* [Given problem]
From the start of the records through the line containing "46 24 L 40 23", inclusive, rewrite the lines with "front tire" changed to "front wheel" and everything else left as is. Omit the pictures from your answer.

--- Start of Supplied material ---

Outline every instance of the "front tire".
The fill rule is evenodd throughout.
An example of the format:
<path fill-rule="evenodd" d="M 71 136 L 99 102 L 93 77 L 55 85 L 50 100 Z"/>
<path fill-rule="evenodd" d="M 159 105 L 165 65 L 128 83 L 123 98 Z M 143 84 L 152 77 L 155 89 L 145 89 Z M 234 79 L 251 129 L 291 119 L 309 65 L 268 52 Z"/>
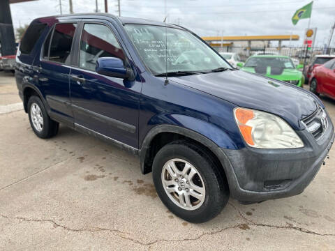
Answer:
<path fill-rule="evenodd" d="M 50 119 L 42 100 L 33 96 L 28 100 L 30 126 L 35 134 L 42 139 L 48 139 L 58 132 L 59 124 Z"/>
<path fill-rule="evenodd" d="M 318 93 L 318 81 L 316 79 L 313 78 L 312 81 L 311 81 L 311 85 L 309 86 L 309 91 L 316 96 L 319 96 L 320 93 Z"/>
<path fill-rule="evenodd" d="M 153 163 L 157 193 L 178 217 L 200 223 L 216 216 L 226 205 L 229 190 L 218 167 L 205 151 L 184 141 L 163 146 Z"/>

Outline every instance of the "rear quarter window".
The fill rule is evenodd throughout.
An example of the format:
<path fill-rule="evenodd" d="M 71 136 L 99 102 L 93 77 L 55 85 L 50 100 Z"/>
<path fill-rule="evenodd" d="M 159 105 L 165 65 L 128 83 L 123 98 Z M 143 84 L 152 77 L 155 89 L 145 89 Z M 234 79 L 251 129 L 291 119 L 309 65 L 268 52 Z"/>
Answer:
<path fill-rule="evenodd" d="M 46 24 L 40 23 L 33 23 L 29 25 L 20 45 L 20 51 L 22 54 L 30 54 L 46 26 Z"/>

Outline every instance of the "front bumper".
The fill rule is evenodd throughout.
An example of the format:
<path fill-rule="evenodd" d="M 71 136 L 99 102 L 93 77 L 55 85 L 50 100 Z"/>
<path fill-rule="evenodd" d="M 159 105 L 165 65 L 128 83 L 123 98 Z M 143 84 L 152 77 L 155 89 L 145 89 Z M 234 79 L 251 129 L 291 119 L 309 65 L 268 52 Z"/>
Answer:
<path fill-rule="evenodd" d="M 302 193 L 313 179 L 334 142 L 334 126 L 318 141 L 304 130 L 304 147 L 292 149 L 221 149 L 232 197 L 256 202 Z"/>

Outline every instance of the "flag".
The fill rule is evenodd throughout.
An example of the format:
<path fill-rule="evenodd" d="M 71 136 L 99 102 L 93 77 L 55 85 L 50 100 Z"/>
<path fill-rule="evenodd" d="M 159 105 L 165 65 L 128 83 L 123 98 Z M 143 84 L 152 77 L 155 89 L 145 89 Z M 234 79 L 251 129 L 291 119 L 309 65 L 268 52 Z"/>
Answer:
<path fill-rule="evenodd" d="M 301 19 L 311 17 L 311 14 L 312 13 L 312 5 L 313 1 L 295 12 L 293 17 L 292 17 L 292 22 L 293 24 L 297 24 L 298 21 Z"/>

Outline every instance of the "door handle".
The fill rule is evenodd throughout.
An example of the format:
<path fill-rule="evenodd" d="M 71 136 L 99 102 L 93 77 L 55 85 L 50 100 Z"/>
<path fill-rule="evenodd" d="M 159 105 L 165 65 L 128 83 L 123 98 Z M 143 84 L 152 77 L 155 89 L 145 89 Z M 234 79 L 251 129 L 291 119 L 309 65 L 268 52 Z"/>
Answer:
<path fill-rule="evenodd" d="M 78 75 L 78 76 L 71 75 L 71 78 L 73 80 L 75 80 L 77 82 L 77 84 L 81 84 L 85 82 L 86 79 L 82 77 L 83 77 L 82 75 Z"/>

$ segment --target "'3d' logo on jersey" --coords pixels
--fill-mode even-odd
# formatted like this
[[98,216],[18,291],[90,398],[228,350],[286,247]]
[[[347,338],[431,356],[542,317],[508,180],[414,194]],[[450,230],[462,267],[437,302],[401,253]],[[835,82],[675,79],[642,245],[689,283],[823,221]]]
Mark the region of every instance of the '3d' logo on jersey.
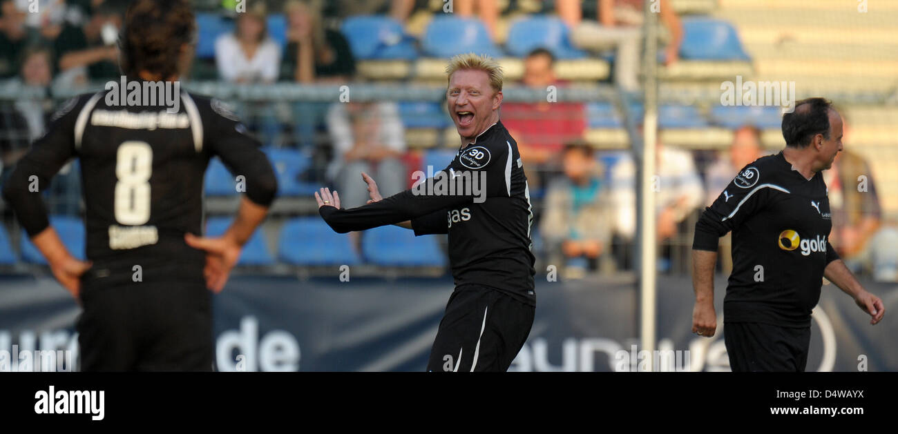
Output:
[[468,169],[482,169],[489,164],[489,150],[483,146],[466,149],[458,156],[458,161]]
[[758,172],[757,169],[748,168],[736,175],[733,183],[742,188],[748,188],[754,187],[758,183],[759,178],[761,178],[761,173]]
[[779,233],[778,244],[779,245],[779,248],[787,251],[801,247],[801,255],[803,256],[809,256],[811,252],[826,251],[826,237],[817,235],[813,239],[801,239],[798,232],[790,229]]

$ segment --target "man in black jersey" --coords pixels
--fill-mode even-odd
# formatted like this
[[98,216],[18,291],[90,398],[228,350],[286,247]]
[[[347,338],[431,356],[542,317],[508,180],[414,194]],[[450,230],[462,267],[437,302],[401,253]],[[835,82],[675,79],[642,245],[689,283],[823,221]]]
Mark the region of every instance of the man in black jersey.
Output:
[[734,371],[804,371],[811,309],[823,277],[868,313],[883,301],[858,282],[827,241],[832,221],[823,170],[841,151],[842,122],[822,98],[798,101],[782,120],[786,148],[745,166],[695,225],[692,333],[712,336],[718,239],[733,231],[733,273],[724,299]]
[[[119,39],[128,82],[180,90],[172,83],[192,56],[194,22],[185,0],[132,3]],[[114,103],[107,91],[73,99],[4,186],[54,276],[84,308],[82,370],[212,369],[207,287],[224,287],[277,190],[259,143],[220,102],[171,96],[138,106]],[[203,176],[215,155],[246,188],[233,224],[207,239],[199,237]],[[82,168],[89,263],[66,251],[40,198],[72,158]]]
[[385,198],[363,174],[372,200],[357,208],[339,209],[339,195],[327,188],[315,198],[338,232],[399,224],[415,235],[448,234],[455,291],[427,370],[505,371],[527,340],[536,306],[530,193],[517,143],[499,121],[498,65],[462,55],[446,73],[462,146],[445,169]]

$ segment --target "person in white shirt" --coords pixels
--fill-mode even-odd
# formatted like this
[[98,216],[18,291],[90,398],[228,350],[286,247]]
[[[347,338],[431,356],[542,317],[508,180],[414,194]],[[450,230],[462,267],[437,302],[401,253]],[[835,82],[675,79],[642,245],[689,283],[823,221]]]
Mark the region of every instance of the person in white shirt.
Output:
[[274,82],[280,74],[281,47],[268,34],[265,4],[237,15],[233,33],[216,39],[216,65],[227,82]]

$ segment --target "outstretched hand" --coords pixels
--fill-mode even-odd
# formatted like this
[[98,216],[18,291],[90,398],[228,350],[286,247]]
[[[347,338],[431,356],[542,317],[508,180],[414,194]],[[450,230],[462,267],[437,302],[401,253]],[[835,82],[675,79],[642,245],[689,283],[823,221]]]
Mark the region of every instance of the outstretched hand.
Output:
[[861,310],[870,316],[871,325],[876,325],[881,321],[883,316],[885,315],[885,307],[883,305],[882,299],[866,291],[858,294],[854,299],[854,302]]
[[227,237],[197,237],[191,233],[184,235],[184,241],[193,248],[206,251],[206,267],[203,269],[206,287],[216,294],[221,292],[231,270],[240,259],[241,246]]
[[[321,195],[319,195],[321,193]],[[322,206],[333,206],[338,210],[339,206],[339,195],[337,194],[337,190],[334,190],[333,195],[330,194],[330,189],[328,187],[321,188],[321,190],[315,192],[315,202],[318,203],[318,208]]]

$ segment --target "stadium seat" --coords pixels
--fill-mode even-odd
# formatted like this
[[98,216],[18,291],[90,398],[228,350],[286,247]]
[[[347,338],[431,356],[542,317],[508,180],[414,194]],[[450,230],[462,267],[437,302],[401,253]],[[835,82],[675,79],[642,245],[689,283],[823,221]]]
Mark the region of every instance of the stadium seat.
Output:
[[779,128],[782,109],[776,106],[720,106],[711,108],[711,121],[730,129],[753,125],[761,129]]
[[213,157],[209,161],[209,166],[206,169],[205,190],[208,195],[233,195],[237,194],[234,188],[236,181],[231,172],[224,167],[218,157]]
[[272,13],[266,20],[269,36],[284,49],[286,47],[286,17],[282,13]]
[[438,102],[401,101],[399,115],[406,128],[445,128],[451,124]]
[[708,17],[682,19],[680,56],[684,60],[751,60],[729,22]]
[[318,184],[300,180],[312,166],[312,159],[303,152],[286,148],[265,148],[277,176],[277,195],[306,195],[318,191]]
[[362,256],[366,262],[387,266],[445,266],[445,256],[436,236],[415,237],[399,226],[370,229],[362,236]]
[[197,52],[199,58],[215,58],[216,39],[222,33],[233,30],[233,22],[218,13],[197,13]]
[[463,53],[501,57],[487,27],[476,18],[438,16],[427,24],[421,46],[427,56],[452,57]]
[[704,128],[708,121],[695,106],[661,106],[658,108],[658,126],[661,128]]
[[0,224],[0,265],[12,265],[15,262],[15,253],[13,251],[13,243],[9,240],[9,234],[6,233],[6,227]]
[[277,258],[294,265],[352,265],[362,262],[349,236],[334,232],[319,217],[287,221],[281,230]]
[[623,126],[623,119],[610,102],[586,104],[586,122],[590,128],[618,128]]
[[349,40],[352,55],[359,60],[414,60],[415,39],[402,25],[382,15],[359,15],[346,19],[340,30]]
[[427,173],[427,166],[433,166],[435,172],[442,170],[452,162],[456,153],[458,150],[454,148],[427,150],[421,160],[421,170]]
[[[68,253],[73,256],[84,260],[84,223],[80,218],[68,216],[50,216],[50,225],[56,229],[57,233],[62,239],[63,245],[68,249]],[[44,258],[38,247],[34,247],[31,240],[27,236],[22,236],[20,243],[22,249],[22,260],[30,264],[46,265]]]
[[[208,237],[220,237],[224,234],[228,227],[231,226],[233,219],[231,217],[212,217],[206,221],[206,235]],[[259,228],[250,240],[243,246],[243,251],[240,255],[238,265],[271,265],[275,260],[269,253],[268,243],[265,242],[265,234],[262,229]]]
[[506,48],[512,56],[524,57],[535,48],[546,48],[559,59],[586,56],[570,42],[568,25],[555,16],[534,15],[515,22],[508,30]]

--- End of Supplied material ---

* [Correct answer]
Outline every instance of the "front wheel".
The fill rule is evenodd throughout.
An example of the format:
<path fill-rule="evenodd" d="M 71 136 L 99 102 L 93 77 L 55 85 L 50 100 Z"/>
<path fill-rule="evenodd" d="M 159 105 L 165 65 L 128 83 L 123 98 Z M 143 84 L 152 77 L 155 89 L 145 89 Z M 234 79 L 251 129 L 291 119 L 309 65 L 268 52 Z"/>
Answer:
<path fill-rule="evenodd" d="M 50 119 L 42 100 L 33 96 L 28 100 L 30 126 L 35 134 L 42 139 L 48 139 L 58 132 L 59 124 Z"/>
<path fill-rule="evenodd" d="M 318 93 L 318 81 L 316 79 L 313 78 L 312 81 L 311 81 L 311 85 L 309 86 L 309 91 L 316 96 L 319 96 L 320 93 Z"/>
<path fill-rule="evenodd" d="M 153 163 L 157 193 L 178 217 L 200 223 L 216 216 L 226 205 L 229 190 L 218 167 L 205 151 L 184 141 L 163 146 Z"/>

Outline every instance of the "rear quarter window".
The fill rule is evenodd throughout.
An example of the format:
<path fill-rule="evenodd" d="M 71 136 L 99 102 L 93 77 L 55 85 L 50 100 Z"/>
<path fill-rule="evenodd" d="M 159 105 L 165 65 L 128 83 L 123 98 Z M 143 84 L 152 77 L 155 89 L 145 89 Z M 234 79 L 251 129 L 291 119 L 309 65 L 268 52 Z"/>
Answer:
<path fill-rule="evenodd" d="M 46 24 L 40 23 L 33 23 L 29 25 L 20 45 L 20 51 L 22 54 L 30 54 L 46 26 Z"/>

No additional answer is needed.